__Short task a__.
Rewrite the records as a JSON list of strings with one string per line and no blank lines. Begin at the line that contains "# Trace the outline of every instance of the chain" and stop after the last line of the records.

__Extract provided__.
━━━━━━━━━━━━━━━━━━━━

Some people have all the luck


----------



## znapschatz (Feb 28, 2016)

Pugg said:


> Some people have all the luck


Well, seriously, much more than to what I should have been entitled. But that's a subject for another venue


----------



## Der Fliegende Amerikaner (Feb 26, 2011)

Please see this article where the NY Times reviewer attended the same opera 9 times each time sitting in different sections:
http://www.nytimes.com/2013/11/24/a...-the-mets-norma-from-9-perspectives.html?_r=0

I started this thread 9 years ago on a travel forum:
http://www.flyertalk.com/forum/new-york-city/709782-met-opera-side-boxes.html

Since then I've attended over 20 performances at the Met and I've sat in every section except for Center Parterre.

My favorite sections are the front rows of the Grand Tier or Dress Circle. The front Grand Tier is nice for the view and the sound. The front Dress Circle I think offers even better sound and a decent view so therefore is often a better value.

Some people say that the Balcony offers the best sound. It's a little too high up for my taste.

I once sat in the Family Circle for La Traviata (Zeffirelli production). Maybe it was me but I had trouble hearing Angela Gheorghiu.

I usually avoid the Orchestra like the plague but since I wanted to take my 2 year old daughter to her first Met performance 5 months ago, I got front row Orchestra tickets for the family presentation of The Barber of Seville. I was quite pleased with the sound and of course the view (BTW, Isabel Leonard is very attractive).

I'll also avoid the side boxes. I once sat in the Side Parterre for L'Elisir with Anna Netrebko/Matthew Polenzani/Mariusz Kwiecien) and another time in the Dress Circle for Rigoletto (Schenk production) with Diana Damrau (and others I don't remember). Both times I was disappointed with the sounds since it sounded "off" which of course it was because I was so off to the side.

Finally, and I know this is off topic, best acoustics I've experienced is third level right box 17 at La Scala for La Traviata with Zeljko Lucic/Diana Damrau/Piotr Beczala


----------

━━━━━━━━━━━━━━━━━━━━

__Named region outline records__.

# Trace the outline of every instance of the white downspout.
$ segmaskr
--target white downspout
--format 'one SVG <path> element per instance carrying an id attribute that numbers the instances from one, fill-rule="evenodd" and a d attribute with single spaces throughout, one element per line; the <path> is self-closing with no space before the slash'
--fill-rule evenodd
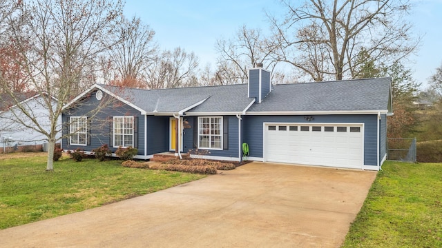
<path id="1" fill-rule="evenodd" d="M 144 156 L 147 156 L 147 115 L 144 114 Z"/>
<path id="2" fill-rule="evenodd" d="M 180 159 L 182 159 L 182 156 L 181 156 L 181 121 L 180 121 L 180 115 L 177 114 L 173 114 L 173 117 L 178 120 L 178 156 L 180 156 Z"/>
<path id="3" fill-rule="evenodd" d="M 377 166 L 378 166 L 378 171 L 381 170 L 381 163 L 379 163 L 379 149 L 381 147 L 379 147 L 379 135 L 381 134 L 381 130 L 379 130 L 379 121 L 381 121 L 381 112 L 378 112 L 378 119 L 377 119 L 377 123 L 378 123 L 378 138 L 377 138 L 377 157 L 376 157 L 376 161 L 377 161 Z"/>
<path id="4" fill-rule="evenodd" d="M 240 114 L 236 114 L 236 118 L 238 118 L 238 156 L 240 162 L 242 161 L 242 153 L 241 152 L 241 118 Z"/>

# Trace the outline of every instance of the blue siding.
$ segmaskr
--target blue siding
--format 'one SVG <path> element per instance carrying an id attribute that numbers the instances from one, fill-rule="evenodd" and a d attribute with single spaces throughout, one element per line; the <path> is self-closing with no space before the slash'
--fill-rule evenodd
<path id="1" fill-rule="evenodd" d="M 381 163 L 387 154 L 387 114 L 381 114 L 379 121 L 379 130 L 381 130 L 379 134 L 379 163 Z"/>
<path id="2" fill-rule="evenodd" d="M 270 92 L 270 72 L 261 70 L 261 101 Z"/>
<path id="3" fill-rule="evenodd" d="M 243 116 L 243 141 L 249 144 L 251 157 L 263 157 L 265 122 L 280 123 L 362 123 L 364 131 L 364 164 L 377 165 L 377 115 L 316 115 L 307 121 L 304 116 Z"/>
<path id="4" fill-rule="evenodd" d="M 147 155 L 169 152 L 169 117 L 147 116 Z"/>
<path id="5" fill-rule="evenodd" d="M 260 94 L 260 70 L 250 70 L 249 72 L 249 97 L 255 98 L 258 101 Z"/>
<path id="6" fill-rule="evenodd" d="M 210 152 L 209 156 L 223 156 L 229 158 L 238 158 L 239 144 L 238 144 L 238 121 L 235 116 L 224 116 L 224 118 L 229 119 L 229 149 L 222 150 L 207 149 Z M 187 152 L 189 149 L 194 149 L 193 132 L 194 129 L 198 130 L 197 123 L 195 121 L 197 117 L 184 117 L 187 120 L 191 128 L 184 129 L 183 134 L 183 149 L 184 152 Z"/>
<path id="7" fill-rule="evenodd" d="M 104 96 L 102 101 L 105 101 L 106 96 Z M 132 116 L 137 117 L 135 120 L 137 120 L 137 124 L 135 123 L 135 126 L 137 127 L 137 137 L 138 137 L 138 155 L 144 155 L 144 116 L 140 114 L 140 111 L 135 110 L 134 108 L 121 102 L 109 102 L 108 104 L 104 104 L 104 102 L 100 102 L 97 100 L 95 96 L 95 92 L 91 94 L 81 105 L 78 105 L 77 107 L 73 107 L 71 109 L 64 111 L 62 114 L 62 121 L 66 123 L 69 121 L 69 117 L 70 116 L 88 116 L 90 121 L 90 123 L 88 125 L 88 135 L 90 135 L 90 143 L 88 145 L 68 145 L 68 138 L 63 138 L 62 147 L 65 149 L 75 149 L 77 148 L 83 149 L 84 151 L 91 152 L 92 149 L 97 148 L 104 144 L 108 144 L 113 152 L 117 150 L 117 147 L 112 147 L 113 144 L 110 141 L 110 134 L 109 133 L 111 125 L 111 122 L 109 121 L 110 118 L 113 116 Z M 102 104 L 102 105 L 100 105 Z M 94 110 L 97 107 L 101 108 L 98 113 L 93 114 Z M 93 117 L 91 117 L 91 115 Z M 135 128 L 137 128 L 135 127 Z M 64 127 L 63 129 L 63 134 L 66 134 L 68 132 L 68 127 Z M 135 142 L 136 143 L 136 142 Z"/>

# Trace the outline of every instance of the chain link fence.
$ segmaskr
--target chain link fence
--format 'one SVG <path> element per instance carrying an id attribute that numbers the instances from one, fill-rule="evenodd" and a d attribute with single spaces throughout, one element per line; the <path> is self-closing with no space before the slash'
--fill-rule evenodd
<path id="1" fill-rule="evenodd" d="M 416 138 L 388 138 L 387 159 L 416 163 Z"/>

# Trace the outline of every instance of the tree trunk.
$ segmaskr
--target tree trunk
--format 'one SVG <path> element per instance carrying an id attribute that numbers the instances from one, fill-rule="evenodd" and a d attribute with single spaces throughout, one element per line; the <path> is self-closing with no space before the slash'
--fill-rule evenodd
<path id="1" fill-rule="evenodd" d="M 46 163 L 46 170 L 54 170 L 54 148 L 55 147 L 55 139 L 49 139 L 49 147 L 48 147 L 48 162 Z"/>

━━━━━━━━━━━━━━━━━━━━

__Short task b__.
In the forum thread about Met opera seating, which sections does the poster name as favorites?

__Task answer a__.
[
  "# Trace the outline of every instance of the chain link fence.",
  "$ segmaskr",
  "--target chain link fence",
  "--format 'one SVG <path> element per instance carrying an id attribute that numbers the instances from one, fill-rule=\"evenodd\" and a d attribute with single spaces throughout, one element per line; the <path> is self-closing with no space before the slash'",
  "--fill-rule evenodd",
  "<path id=\"1\" fill-rule=\"evenodd\" d=\"M 416 138 L 388 138 L 387 159 L 416 163 Z\"/>",
  "# Trace the outline of every instance of the tree trunk.",
  "$ segmaskr",
  "--target tree trunk",
  "--format 'one SVG <path> element per instance carrying an id attribute that numbers the instances from one, fill-rule=\"evenodd\" and a d attribute with single spaces throughout, one element per line; the <path> is self-closing with no space before the slash'",
  "--fill-rule evenodd",
  "<path id=\"1\" fill-rule=\"evenodd\" d=\"M 46 163 L 46 170 L 54 170 L 54 148 L 55 147 L 55 139 L 49 139 L 49 147 L 48 147 L 48 162 Z\"/>"
]

__Task answer b__.
The front rows of the Grand Tier or Dress Circle.